The exercise:
Reproduce in full, word for word, the abstract about the TEI Extramural Journal project.
== Page excerpt ==
See Abstract in PDF, XML, or in the Programme

Schlitz, Stephanie A.
Bloomsburg University

The Text Encoding Initiative’s (TEI) Extramural Journal (EJ) project was conceived early in 2009 when the conveners of the TEI Education Special Interest Group (SIG) proposed, as a matter of urgency, the development of an online publishing suite to address the shortage of TEI educational resources.1 Following approval by the TEI Board and Council and the receipt of a small SIG grant in support of the project, TEI-EJ advanced into development.

Because TEI-EJ is being researched and developed in an era where “print is no longer the exclusive or the normative medium in which knowledge is produced and/or disseminated” (“A Digital Humanities Manifesto”) and where electronic publication is increasingly common (see Waltham; Maron and Smith; Willett), it is crucial to point out that typologically, TEI-EJ is positioned outside of two disparate points on the web publishing continuum, media-driven journals which are designed primarily for the publication of media-driven content (e.g. Vectors Journal <>, Southern Spaces <>; also see Toton and Martin) and text-driven journals which are designed to reproduce the print journal model in a web publication (e.g. Journal of Writing Research <>, International Journal of Teaching and Learning in Higher Education <>).
===
== Material ==
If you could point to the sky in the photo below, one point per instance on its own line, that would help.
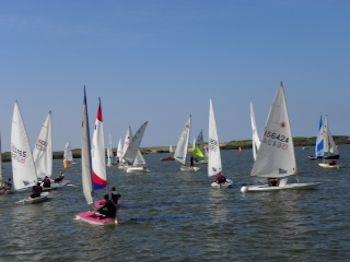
(162, 60)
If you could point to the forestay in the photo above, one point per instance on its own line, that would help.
(214, 160)
(23, 167)
(276, 156)
(182, 145)
(43, 149)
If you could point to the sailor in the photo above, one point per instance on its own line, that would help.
(37, 189)
(115, 196)
(108, 210)
(46, 182)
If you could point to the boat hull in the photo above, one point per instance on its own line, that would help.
(90, 217)
(227, 184)
(291, 186)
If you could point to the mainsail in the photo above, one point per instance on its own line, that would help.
(182, 145)
(214, 159)
(99, 177)
(276, 157)
(255, 138)
(131, 152)
(42, 152)
(86, 166)
(23, 167)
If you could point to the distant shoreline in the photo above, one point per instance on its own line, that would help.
(233, 145)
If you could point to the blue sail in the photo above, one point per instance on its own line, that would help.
(319, 150)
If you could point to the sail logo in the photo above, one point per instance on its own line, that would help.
(41, 145)
(276, 140)
(213, 145)
(18, 154)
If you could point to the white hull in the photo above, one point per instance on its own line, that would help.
(189, 168)
(328, 166)
(138, 169)
(227, 184)
(43, 197)
(266, 188)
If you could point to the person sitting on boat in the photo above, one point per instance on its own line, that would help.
(59, 178)
(108, 210)
(37, 189)
(220, 179)
(46, 182)
(272, 181)
(115, 196)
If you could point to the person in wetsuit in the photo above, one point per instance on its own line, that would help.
(115, 196)
(36, 191)
(109, 209)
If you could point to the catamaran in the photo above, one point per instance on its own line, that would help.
(67, 156)
(276, 158)
(255, 136)
(181, 150)
(214, 159)
(326, 147)
(93, 165)
(199, 152)
(23, 166)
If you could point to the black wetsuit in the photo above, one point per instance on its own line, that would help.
(108, 210)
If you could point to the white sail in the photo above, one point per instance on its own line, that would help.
(131, 152)
(23, 167)
(86, 167)
(67, 153)
(182, 145)
(99, 175)
(214, 159)
(43, 150)
(276, 156)
(127, 140)
(330, 146)
(139, 159)
(255, 139)
(120, 149)
(110, 155)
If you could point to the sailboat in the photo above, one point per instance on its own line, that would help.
(255, 136)
(276, 158)
(139, 164)
(23, 167)
(93, 165)
(182, 148)
(67, 156)
(199, 150)
(214, 159)
(169, 158)
(327, 149)
(110, 154)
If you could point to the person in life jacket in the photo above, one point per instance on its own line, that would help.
(220, 179)
(115, 196)
(37, 189)
(46, 182)
(108, 210)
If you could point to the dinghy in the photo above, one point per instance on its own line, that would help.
(255, 139)
(182, 148)
(93, 166)
(200, 158)
(276, 158)
(139, 165)
(67, 156)
(23, 167)
(326, 149)
(214, 160)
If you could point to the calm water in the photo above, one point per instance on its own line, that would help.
(170, 216)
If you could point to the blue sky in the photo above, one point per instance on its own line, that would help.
(161, 60)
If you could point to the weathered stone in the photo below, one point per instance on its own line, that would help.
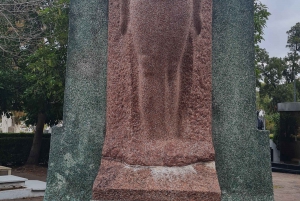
(75, 151)
(158, 102)
(242, 152)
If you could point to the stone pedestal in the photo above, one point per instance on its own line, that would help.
(118, 181)
(158, 143)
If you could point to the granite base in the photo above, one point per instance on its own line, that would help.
(119, 181)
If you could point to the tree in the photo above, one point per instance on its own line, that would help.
(293, 43)
(19, 32)
(45, 74)
(261, 16)
(33, 41)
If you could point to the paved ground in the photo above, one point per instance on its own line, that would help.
(286, 186)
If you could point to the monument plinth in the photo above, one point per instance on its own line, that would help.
(158, 143)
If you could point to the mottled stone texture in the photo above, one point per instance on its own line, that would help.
(159, 84)
(76, 147)
(119, 181)
(158, 103)
(242, 152)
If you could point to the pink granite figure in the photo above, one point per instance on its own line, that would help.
(160, 31)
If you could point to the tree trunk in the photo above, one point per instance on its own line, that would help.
(33, 158)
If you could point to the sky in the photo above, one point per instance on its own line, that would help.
(284, 15)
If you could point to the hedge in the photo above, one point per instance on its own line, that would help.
(15, 148)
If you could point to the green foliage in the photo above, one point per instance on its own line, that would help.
(15, 148)
(272, 124)
(293, 41)
(45, 68)
(261, 15)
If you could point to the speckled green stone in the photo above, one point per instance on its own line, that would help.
(75, 151)
(242, 152)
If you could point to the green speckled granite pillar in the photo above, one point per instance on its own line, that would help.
(76, 147)
(242, 152)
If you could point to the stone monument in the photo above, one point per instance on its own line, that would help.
(158, 143)
(75, 149)
(159, 119)
(243, 158)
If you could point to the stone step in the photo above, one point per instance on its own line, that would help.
(32, 188)
(5, 170)
(11, 181)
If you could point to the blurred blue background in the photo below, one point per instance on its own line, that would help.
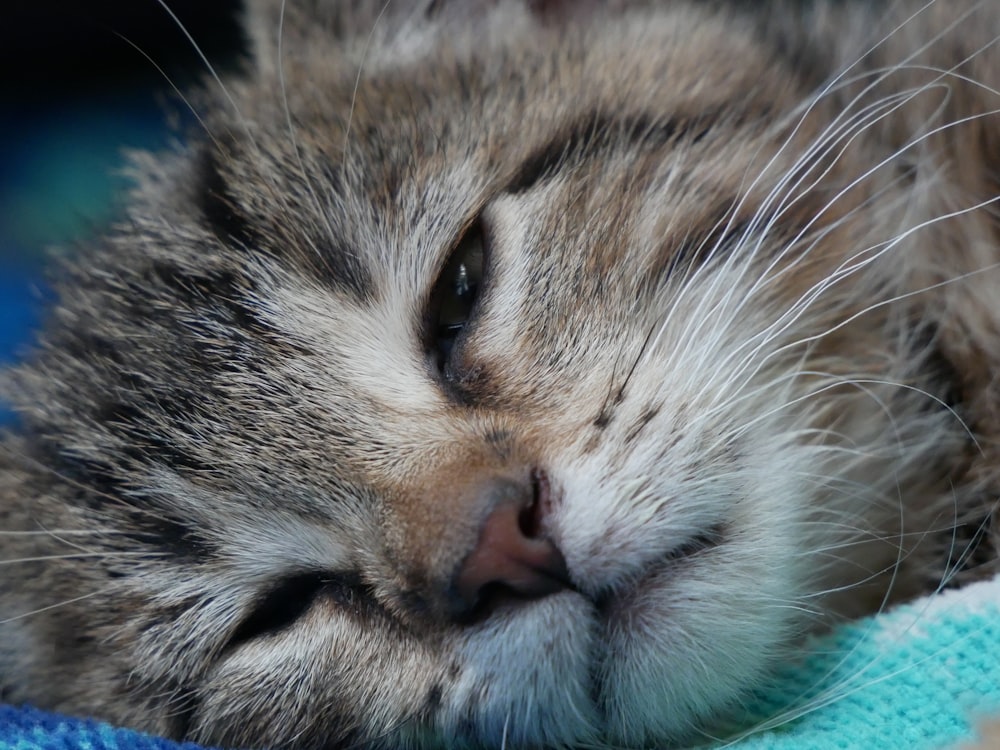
(78, 85)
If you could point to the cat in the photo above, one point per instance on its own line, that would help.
(504, 373)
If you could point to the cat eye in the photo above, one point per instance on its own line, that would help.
(455, 293)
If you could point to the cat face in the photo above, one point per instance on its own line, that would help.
(516, 373)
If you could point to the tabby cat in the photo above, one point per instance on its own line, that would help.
(516, 373)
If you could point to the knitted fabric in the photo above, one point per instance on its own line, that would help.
(919, 676)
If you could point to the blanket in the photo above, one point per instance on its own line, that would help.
(920, 676)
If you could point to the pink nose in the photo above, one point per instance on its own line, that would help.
(511, 558)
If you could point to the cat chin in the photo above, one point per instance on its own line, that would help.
(648, 664)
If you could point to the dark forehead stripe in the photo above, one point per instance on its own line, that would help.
(597, 134)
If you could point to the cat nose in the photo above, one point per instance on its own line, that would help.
(512, 558)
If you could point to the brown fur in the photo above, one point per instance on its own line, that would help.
(760, 379)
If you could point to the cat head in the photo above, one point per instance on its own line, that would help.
(482, 372)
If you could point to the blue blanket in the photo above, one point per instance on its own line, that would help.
(920, 676)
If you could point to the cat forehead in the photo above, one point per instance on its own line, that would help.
(414, 129)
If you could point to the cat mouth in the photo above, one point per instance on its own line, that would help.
(618, 602)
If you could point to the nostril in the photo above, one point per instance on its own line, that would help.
(530, 519)
(512, 558)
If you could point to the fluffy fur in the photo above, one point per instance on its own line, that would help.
(739, 312)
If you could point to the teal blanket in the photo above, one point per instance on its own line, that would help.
(920, 676)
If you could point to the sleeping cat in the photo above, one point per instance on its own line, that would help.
(515, 373)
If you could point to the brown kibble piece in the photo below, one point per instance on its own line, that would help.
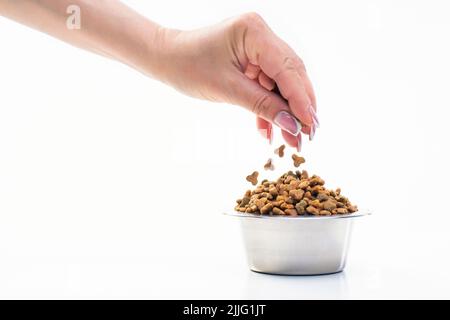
(280, 151)
(329, 205)
(253, 178)
(273, 191)
(297, 194)
(312, 210)
(322, 196)
(269, 165)
(325, 213)
(278, 211)
(297, 160)
(267, 208)
(304, 184)
(291, 212)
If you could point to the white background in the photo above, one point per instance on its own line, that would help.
(113, 185)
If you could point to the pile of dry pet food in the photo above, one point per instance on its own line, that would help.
(293, 194)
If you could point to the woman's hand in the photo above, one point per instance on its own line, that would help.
(241, 61)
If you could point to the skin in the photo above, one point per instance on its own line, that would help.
(253, 67)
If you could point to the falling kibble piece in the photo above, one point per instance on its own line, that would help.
(280, 151)
(269, 165)
(253, 178)
(297, 160)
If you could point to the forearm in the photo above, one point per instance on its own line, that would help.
(107, 27)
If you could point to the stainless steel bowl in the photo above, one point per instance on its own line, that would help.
(296, 245)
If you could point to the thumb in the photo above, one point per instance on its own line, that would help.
(266, 104)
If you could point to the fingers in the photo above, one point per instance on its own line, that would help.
===
Solution:
See Abstract in PDF, XML, or in the Programme

Schlitz, Stephanie A.
Bloomsburg University

The Text Encoding Initiative’s (TEI) Extramural Journal (EJ) project was conceived early in 2009 when the conveners of the TEI Education Special Interest Group (SIG) proposed, as a matter of urgency, the development of an online publishing suite to address the shortage of TEI educational resources.1 Following approval by the TEI Board and Council and the receipt of a small SIG grant in support of the project, TEI-EJ advanced into development.

Because TEI-EJ is being researched and developed in an era where “print is no longer the exclusive or the normative medium in which knowledge is produced and/or disseminated” (“A Digital Humanities Manifesto”) and where electronic publication is increasingly common (see Waltham; Maron and Smith; Willett), it is crucial to point out that typologically, TEI-EJ is positioned outside of two disparate points on the web publishing continuum, media-driven journals which are designed primarily for the publication of media-driven content (e.g. Vectors Journal <>, Southern Spaces <>; also see Toton and Martin) and text-driven journals which are designed to reproduce the print journal model in a web publication (e.g. Journal of Writing Research <>, International Journal of Teaching and Learning in Higher Education <>).